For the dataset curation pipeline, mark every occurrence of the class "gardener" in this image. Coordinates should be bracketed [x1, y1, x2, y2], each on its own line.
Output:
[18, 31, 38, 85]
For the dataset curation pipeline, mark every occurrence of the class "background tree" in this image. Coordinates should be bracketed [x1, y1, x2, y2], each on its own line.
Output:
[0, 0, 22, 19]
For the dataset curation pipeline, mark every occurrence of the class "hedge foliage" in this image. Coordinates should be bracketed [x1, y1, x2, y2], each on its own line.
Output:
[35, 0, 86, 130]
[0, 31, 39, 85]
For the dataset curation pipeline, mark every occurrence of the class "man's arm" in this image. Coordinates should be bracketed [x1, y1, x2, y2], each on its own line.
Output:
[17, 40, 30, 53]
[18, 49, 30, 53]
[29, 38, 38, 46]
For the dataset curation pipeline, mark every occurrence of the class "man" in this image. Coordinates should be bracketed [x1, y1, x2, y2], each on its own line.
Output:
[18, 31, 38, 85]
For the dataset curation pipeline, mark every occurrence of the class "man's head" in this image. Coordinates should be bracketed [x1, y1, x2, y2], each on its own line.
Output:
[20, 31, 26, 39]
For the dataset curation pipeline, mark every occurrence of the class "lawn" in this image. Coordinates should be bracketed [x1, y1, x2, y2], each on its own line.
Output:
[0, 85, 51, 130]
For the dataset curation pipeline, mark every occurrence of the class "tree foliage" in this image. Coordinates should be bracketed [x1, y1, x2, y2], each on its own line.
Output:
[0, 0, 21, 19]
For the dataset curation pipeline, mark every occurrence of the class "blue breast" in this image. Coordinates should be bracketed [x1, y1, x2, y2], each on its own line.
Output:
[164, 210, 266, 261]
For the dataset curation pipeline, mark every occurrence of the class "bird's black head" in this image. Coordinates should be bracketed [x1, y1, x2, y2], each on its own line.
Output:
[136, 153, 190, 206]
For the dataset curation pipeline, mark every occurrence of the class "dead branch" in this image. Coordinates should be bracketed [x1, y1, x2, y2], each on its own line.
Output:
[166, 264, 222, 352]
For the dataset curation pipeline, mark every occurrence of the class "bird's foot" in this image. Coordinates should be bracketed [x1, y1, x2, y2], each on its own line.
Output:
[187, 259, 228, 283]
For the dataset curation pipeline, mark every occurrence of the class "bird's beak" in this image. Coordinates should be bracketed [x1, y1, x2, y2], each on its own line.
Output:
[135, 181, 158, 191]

### Your goal
Reproduce the entries above without any change, starting with their first line and going on through the line that contains "[20, 31, 26, 39]".

### Completed task
For the dataset curation pipeline, mark every occurrence of the class "gardener" in this image. Coordinates should be bracketed [x1, y1, x2, y2], each on its own line.
Output:
[18, 31, 38, 85]
For the dataset curation pipeline, mark every occurrence of the class "background tree" in this image. Coordinates should be bracketed [x1, y1, x2, y2], each on its own line.
Output:
[0, 0, 22, 19]
For the dataset curation pipeline, mark every occurrence of the class "hedge foliage" in this image. Coordinates should be bracketed [x1, y1, x2, y2], each on its own line.
Output:
[35, 0, 86, 130]
[0, 31, 39, 85]
For the dataset curation pipeline, mark every occurrence of the class "man's arm" in this image. Coordinates should be bracketed [x1, y1, x2, y2], each on its own line.
Output:
[17, 40, 30, 53]
[18, 49, 30, 53]
[29, 38, 38, 46]
For the dataset curation pipeline, mark every occurrence of the class "man" in this image. Coordinates should be bracketed [x1, y1, x2, y2], each on its own line.
Output:
[18, 31, 38, 85]
For the dataset curation pipeline, mark every occurrence of the class "man's head" in this image. Coordinates should be bracketed [x1, y1, x2, y2], each on its own line.
Output:
[20, 31, 26, 39]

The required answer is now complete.